**Problem requirements:** The expected answer is every line from the material below that has the word "lawn".

**Extracted records:**
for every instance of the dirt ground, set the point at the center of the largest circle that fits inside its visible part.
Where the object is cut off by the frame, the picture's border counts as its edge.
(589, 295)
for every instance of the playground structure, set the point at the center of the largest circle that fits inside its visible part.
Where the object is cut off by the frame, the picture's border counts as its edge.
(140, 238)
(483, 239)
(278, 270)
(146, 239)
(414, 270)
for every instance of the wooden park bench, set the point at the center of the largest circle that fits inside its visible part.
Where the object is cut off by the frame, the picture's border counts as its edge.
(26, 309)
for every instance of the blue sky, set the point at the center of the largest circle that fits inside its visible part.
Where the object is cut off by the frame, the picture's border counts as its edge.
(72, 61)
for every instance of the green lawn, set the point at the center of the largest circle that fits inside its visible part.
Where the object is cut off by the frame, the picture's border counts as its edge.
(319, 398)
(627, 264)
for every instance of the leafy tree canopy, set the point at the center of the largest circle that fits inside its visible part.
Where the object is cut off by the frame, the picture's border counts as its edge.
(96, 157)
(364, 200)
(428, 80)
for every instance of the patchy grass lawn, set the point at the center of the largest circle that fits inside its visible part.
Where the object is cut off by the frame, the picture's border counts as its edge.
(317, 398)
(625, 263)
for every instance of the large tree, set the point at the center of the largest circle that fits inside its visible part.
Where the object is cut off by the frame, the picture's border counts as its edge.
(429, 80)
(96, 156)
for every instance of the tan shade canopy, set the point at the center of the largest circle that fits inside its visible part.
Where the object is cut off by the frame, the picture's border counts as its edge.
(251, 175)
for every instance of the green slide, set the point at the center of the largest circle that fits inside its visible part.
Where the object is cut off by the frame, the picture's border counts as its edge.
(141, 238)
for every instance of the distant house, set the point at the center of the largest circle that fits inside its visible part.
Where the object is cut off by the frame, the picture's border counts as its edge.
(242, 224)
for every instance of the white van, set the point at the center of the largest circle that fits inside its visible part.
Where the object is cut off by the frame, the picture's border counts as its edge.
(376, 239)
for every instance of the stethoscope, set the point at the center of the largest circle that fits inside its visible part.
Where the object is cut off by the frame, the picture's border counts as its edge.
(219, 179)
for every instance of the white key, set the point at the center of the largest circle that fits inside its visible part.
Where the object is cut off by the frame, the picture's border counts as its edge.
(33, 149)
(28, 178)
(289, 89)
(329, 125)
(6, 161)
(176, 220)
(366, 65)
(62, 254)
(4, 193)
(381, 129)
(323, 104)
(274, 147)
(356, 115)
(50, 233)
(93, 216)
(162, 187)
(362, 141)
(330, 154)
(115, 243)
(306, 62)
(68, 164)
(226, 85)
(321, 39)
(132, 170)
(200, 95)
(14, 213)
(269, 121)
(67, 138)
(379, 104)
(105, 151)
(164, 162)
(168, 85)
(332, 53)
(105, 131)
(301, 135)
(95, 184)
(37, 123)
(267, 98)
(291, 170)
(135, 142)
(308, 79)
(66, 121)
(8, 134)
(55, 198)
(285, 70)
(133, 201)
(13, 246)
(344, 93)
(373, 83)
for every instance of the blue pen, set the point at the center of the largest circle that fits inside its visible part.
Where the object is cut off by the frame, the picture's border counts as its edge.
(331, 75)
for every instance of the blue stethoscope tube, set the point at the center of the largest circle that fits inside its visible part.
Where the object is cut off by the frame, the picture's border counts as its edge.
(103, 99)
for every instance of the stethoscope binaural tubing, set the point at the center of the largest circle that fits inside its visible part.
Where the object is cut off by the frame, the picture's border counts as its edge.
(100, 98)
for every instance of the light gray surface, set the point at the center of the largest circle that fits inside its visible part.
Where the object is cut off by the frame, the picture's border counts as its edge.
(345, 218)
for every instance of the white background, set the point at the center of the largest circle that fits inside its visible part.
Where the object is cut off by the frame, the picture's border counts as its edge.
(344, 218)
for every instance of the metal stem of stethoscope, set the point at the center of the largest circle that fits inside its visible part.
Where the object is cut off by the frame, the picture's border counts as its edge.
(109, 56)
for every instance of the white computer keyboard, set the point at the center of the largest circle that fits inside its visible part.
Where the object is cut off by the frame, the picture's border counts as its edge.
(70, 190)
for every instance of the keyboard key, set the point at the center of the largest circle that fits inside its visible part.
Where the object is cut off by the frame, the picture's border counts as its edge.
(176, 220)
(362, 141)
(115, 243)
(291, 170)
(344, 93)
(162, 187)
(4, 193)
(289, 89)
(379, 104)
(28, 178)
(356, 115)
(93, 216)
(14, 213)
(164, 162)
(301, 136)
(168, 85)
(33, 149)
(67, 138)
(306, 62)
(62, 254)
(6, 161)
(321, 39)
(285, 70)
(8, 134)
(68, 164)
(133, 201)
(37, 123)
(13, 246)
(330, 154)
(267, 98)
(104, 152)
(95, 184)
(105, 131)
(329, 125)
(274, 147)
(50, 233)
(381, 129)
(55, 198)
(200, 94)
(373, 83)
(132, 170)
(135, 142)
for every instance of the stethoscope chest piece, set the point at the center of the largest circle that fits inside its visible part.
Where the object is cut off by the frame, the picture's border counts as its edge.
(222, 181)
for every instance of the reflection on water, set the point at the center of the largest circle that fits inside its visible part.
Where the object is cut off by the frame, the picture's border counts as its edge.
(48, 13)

**Result for this task:**
for every instance of the green lawn, set the point at the center of the largest circle that fits inside its visible part.
for every instance of the patchy grass lawn, set the point at the center of the largest circle that fits inside its visible part.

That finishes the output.